------ READING TEXT ------
Just another totally normal day at Velocity HQ. The kind of thing we say all the time. Nothing to see here. Move along.

Okay, not really. Let me explain.

At the Velocity away-day, one of our big themes was innovation. Why we do it, how we do it, how we get better at it. It’s something we think about a lot in our work. We’re good at doing ebooks, videos and content hubs; we’ve nailed slideshares and long-ass web pages; and we can blend ‘info’ with ‘graphics’ to great effect.

But we want to do more than that. We want to experiment, push format boundaries, try stuff out. That’s why in the last year we’ve done cool new things like write interactive quizzes, built online data calculators, and invented a whole new format that we’re super excited about. (Watch this space.)

So at the away-day, six Velocitoids got up and talked about brand new things they’d like to try out. One of those things was virtual reality.

Hence the zombies.

VR base camp

Before we go further, I should say this isn’t a definitive piece of industry thought-leadership on VR and B2B marketing. Definitive industry thought-leadership doesn’t exist yet. VR in B2B is so new it’s still wet. But the opportunities for businesses (and agencies) who get good at it and use it well are massive.

Because VR is really, really cool.

We’re at VR base camp. Starting from a position of knowing pretty much nothing about it, but really wanting to find out how we can harness the cool to do great work.

Playing around

For two days, the very lovely folks of Everywhere Brand let us borrow one of their VR set-ups and just mess around. They gave us an arcade-style zombie game where you shoot down zombie targets that creep up all around you; and a painting simulator where you design, sculpt and paint in three dimensions.

If you haven’t experienced VR (like most of our office before our try-out), there’s no way I can make this come alive for you. But it was the first time I’ve truly understood the word ‘immersive’.

In the zombie shoot ‘em up, when you slip on the headset the plastic controller in your hand turns into a rifle. It totally tricked my brain to the extent I automatically reached out to steady the non-existent barrel with my left hand, grasping nothing but air. It feels very real. The game was fun and produced a lot of laughs for onlookers as the gamer ducked, dodged and shrieked at invisible brain-eaters.

But the art simulator – Tilt Brush by Google – was where full-blown geek-out started. The designers loved it – obviously – and spent ages creating incredibly beautiful three-dimensional trees.
------ RECORDED DATA ------
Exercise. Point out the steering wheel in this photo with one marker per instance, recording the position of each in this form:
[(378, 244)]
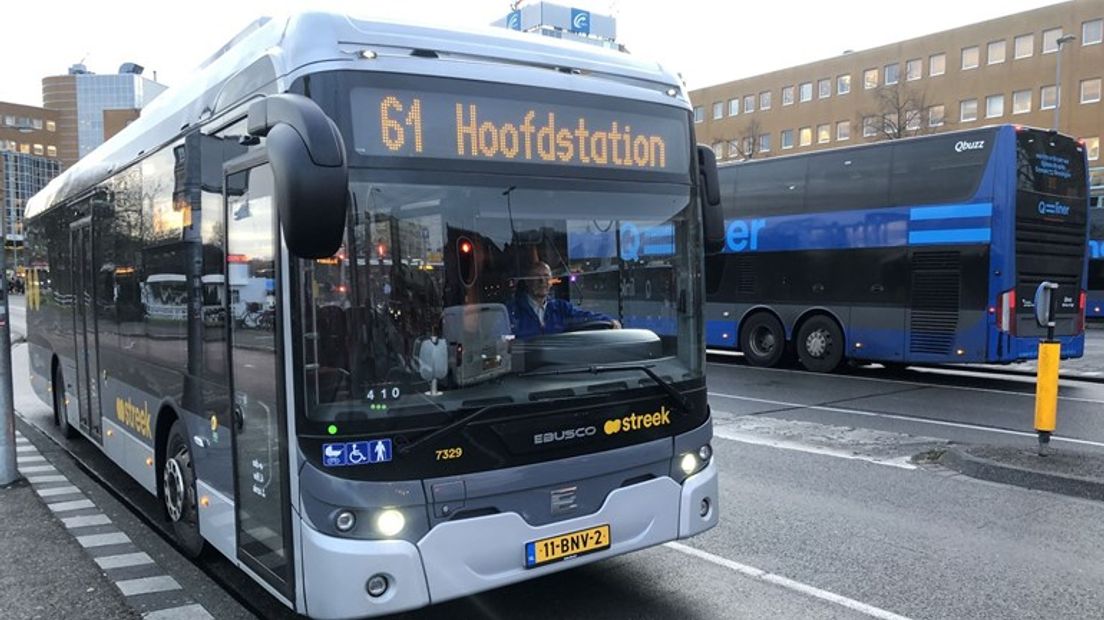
------
- PARTS OF THE EXERCISE -
**a.** Answer these from the post about trying out virtual reality:
(i) How many Velocitoids talked about new things they'd like to try at the away-day?
(ii) Who lent the VR set-up, and for how many days?
(iii) What is the art simulator called, and who makes it?
**b.** Pick up the post about trying out virtual reality after its final sentence and write the next few paragraphs.
The data is separate from the post about trying out virtual reality.

- SOLVED TASKS -
**a.**
(i) Six.
(ii) Everywhere Brand, for two days.
(iii) Tilt Brush, made by Google.

**b.**
And even for complete cack-handers like me, it was a stunning experience. It was almost like meditation. You’re taken entirely out of your physical environment and into a blank space where a swish of your hand can create shapes, colours and glowing objects that hang in the ether only for you.

A big thing

I realise I’m at risk of writing something that, in the future (quite possibly the very near future) sounds laughably breathless because it’s become so totally commonplace. Like someone reviewing Microsoft Paint. Or Pete Tong reading out the Radio 1 web address in 1995. (Hilarious).

But VR does feel like a big thing. Something that’s going to move from niche to mainstream very quickly. And it’s not just going to be for playing games.

We don’t want to let our B2C buddies have all the fun with big, immersive experiential VR marketing. And in fact, the biggest players in B2B are already doing awesome things. GE are using Oculus Rift to give virtual reality tours of their new Deep Sea Research Centre off the coast of Brazil. Now, I only care tangentially about deep-water oil and gas extraction. I don’t read whitepapers about it for fun. But do I want to try this? You bet I do.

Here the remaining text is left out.